**AUFGABEN**
1) Schreib aus dem Textauszug über Paulus und Timotheus die Stelle von „Wie Timotheus von“ bis einschließlich „besonders an ihn.“ wortgetreu heraus.
2) An welchem Tag ist Herbert Wirth laut dem Textauszug über Paulus und Timotheus gestorben?
3) Führe den Textauszug über Paulus und Timotheus im Anschluss an seinen letzten Satz weiter.

**TEXTAUSZUG**
*****

Und so einer schreibt außerdem den ersten Brief an einen jungen Gemeindeleiter, den Timotheus. So einer wird an der Ausbildung von jungen Pfarrern beteiligt.
Von der Sünde reden, heißt von sich selbst reden. Paulus redet offen von sich selber. Und deshalb erzähle ich meine Geschichte.
Wie Timotheus von Paulus angeleitet wird, so wurde ich von einem älteren Pfarrer angenommen, der mich zurechtgebracht hat als Pfarrer. Er war sozusagen der Bankdirektor, der den Bankräuber eingestellt hat.
Einmal war ich schon gescheitert – mein erster Mentor wollte mich nicht zur Ordination zulassen. Wir hatten uns ineinander verhakt, zerstritten, beleidigt – und ich war schon längst an dem Pfarrersbild verzweifelt, dass mir dieser vorgehalten hat. Ich bin auch an meinen eigenen Widersprüchen gescheitert und ich stehe in Gefahr, immer wieder an diesen Erwartungen selbst zu scheitern.
Das Landeskirchenamt war weise genug, mir eine neue Chance zu geben, durch Zufall bei einem ihrer anerkanntesten Pfarrer der Landeskirche. Herbert Wirth in Waldkraiburg.
Er ist am 23. Juni 2004 – vor 2 Jahren gestorben und in dieser Zeit denke ich besonders an ihn.

*****

**GESPEICHERTE DATEN**

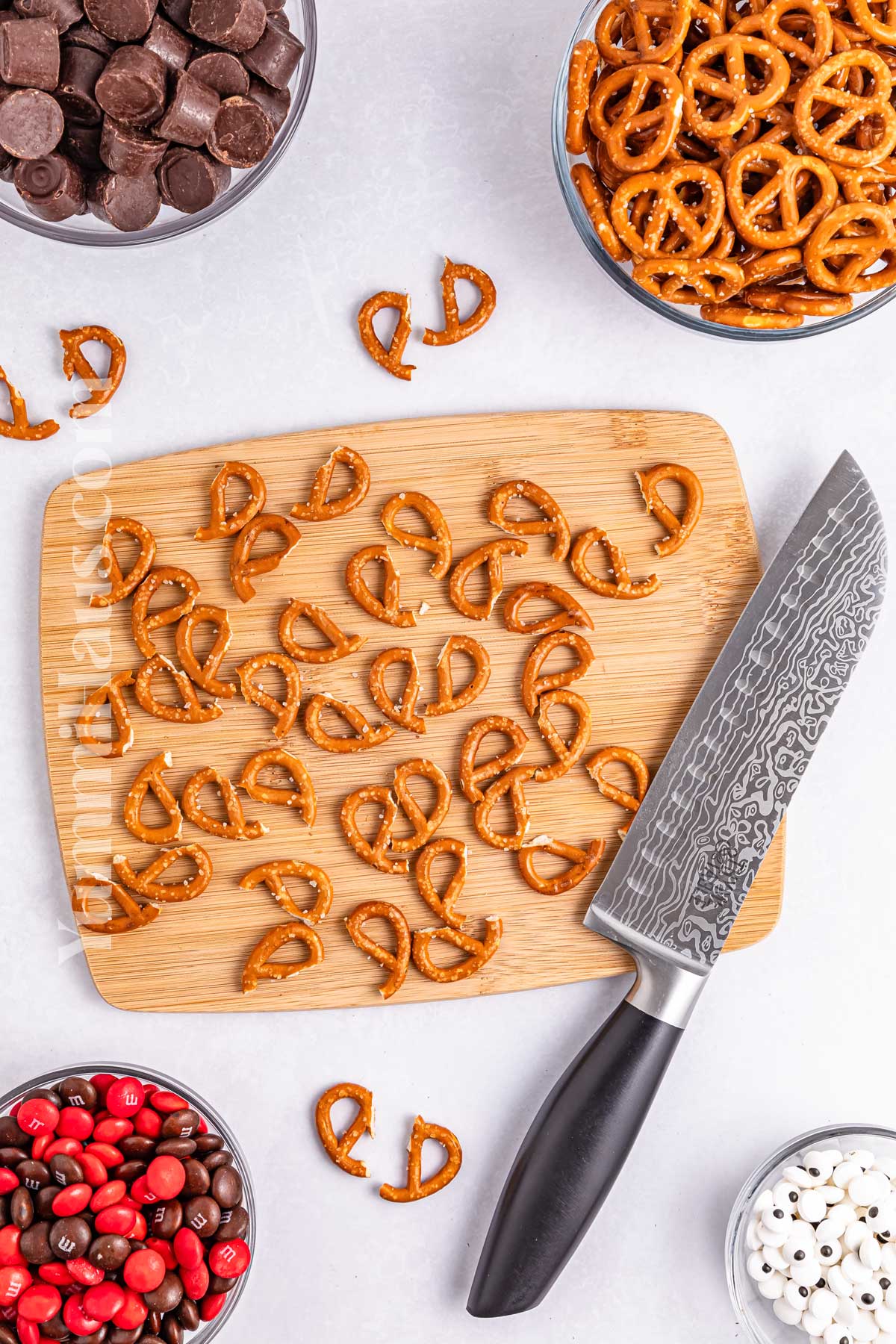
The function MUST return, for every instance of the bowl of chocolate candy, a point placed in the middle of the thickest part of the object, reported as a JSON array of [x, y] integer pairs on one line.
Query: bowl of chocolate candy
[[132, 121]]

*****

**ERGEBNISSE IN REIHENFOLGE**
1)
Wie Timotheus von Paulus angeleitet wird, so wurde ich von einem älteren Pfarrer angenommen, der mich zurechtgebracht hat als Pfarrer. Er war sozusagen der Bankdirektor, der den Bankräuber eingestellt hat.
Einmal war ich schon gescheitert – mein erster Mentor wollte mich nicht zur Ordination zulassen. Wir hatten uns ineinander verhakt, zerstritten, beleidigt – und ich war schon längst an dem Pfarrersbild verzweifelt, dass mir dieser vorgehalten hat. Ich bin auch an meinen eigenen Widersprüchen gescheitert und ich stehe in Gefahr, immer wieder an diesen Erwartungen selbst zu scheitern.
Das Landeskirchenamt war weise genug, mir eine neue Chance zu geben, durch Zufall bei einem ihrer anerkanntesten Pfarrer der Landeskirche. Herbert Wirth in Waldkraiburg.
Er ist am 23. Juni 2004 – vor 2 Jahren gestorben und in dieser Zeit denke ich besonders an ihn.

2) Am 23. Juni 2004.

3)
Weil ich ihm so viel verdanke, weil er im Sinne von Paulus gelebt hat. Er war ein Pfarrer wie dieser Timotheus einer sein sollte. Ein hervorragender Organisator. Ein akribischer gründlicher Haushalter. Ein manchmal erstaunter und ratloser Vater von vier Kindern. Er hatte auch viele Schwächen, Fehler. Aber er hat sie angenommen. Er war einer, der sich selbst ganz nüchtern und klar sehen konnte, mit allen Fehlern: zB dass er von seiner Nikotinsucht nicht los kam trotz schwerer Zuckerkankheit. Das trug er mit Gelassenheit und litt doch darunter.
Er wusste, was das bedeutet „Sünder“ zu sein und zu bleiben.
Er wusste sogar, dass es vieles an ihm selbst gab, was er noch nicht verstand, ja nicht einmal sehen konnte. Aber da vertraute er auf Gott.
Und das machte ihn zu einem Seelsorger. Nicht nur für mich.
Er war übrigens einer, der verhältnismäßig wenig Besuche machte. Weil die Leute zu ihm kamen. Seine Tür war offen.
Er war in erster Linie offen für die Menschen. Um sie zu sehen wie sie sind. Und sie zu achten.
Liebe Gemeinde, wenn wir UMKEHR hören, sehen wir meistens das Bild eines Mannes auf einer Kiste inmitten einer Menge, die ihn verspottet. ABER:
Umkehr ist in erster Linie Umkehr Gottes.
Jesus kommt zu uns, er kehrt um, weil er uns nicht lassen will.
Umkehr ist Berufung und keine Entscheidung, die ich treffen könnte.
Auch Saulus hat sich nicht entschieden umzukehren, sondern wurde berufen. Er bleibt auch als Paulus Saulus und das ist meiner meinung nach sein Stachel im Fleisch, seine Versuchung.
Gott kehrt um, um uns zu holen.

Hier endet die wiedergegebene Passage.